--- begin DOCUMENT ---
A Cataloging of Brian's Story in Mozambique
 
 

     Chimoio,   Manica Province!!   :)


After weeks and weeks of TENSE anticipation, at last I received the decision on my permanent site location, the place where I will be spending the next 2 years: the city of Chimoio, located in the beautiful, mountainous province of Manica! That's me on Peace Corps Volunteer swear-in day in Maputo, pointing to the exact spot I'll be calling home for a long time to come. But I'm getting ahead of myself...

It all started at the beginning of November when we PCTs were given a much-needed break from training in Namaacha, and for a period of 5 days, we were scattered to the far corners of Mozambique to visit currently-serving PC Volunteers. Shadow Site Visits. The idea was to get the chance to see and experience the way Volunteers really live at their sites, to pick their brains, and to hopefully return to Namaacha with a better sense of what characteristics we would prefer in our own future permanent sites. With fellow Moz-21er Joe at my side (a fantastic human being), I visited Yuri (another fantastic human being) at his site of Chidenguele in the province of Gaza. Electricity but no running water. Bucket baths and pit latrine. Tight-knit community of friendly teachers. Awesome Mozambican roommate. Stunning beaches. An insanely beautiful night sky. There's a lot to love about Yuri's site, and I began to get very excited for my own permanent site.
--- end DOCUMENT ---
§ OBJECTIVE 1:
Rewrite the passage of the post that begins at "After weeks and" and stops after "ahead of myself...", putting "hilly" in place of "mountainous".
The post above and the rows that follow are unrelated and come from separate sources.
--- begin THE RECORDS ---
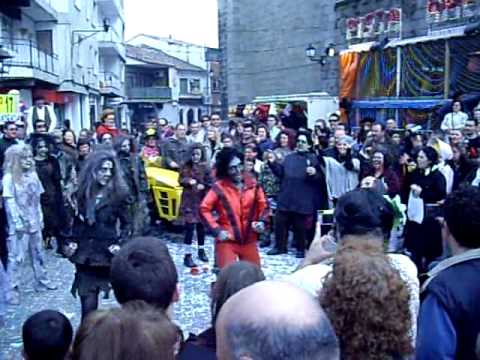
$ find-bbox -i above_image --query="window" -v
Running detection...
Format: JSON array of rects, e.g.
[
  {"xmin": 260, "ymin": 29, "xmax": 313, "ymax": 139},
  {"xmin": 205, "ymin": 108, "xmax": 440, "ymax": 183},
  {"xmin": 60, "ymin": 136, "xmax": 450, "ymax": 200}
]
[
  {"xmin": 0, "ymin": 14, "xmax": 13, "ymax": 48},
  {"xmin": 190, "ymin": 79, "xmax": 201, "ymax": 94},
  {"xmin": 36, "ymin": 30, "xmax": 53, "ymax": 55},
  {"xmin": 212, "ymin": 79, "xmax": 220, "ymax": 91},
  {"xmin": 178, "ymin": 109, "xmax": 183, "ymax": 124},
  {"xmin": 180, "ymin": 79, "xmax": 188, "ymax": 95}
]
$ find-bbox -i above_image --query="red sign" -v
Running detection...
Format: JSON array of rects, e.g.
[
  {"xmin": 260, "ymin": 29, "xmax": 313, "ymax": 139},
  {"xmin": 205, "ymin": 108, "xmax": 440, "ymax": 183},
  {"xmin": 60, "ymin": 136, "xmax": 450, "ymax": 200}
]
[
  {"xmin": 346, "ymin": 8, "xmax": 402, "ymax": 42},
  {"xmin": 427, "ymin": 0, "xmax": 480, "ymax": 24}
]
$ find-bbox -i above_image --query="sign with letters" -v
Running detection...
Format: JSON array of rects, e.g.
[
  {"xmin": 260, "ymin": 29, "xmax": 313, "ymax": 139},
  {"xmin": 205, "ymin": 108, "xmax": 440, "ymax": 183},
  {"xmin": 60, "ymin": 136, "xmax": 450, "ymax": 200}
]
[
  {"xmin": 0, "ymin": 94, "xmax": 19, "ymax": 123},
  {"xmin": 346, "ymin": 8, "xmax": 402, "ymax": 43}
]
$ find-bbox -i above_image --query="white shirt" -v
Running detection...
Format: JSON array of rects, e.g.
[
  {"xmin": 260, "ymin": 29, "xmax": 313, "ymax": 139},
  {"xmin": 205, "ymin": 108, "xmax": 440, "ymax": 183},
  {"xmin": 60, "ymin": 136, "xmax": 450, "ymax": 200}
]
[
  {"xmin": 26, "ymin": 105, "xmax": 57, "ymax": 134},
  {"xmin": 283, "ymin": 254, "xmax": 420, "ymax": 343},
  {"xmin": 440, "ymin": 111, "xmax": 468, "ymax": 131}
]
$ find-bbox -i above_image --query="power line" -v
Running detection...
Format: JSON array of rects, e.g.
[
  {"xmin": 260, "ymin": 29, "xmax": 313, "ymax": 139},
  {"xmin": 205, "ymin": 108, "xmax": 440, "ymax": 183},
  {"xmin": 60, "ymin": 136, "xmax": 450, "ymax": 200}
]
[{"xmin": 227, "ymin": 62, "xmax": 326, "ymax": 76}]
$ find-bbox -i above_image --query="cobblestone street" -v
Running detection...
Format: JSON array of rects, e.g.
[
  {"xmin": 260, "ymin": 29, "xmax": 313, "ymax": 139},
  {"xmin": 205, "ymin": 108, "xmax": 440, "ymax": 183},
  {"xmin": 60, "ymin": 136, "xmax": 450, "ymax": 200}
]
[{"xmin": 0, "ymin": 233, "xmax": 298, "ymax": 360}]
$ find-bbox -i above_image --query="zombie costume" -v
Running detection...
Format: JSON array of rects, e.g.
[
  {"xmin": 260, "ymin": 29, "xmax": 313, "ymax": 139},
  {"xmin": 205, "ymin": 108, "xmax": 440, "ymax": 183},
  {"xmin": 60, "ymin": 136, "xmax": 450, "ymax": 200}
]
[
  {"xmin": 179, "ymin": 162, "xmax": 212, "ymax": 266},
  {"xmin": 66, "ymin": 151, "xmax": 131, "ymax": 319},
  {"xmin": 200, "ymin": 177, "xmax": 268, "ymax": 268},
  {"xmin": 118, "ymin": 152, "xmax": 150, "ymax": 236},
  {"xmin": 35, "ymin": 156, "xmax": 65, "ymax": 246},
  {"xmin": 70, "ymin": 196, "xmax": 131, "ymax": 316},
  {"xmin": 2, "ymin": 171, "xmax": 50, "ymax": 300}
]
--- end THE RECORDS ---
§ OBJECTIVE 2:
How many lines in the rows contain the string "find"? Reply with the number alone.

§ FULL SOLUTION 1:
After weeks and weeks of TENSE anticipation, at last I received the decision on my permanent site location, the place where I will be spending the next 2 years: the city of Chimoio, located in the beautiful, hilly province of Manica! That's me on Peace Corps Volunteer swear-in day in Maputo, pointing to the exact spot I'll be calling home for a long time to come. But I'm getting ahead of myself...

§ FULL SOLUTION 2:
7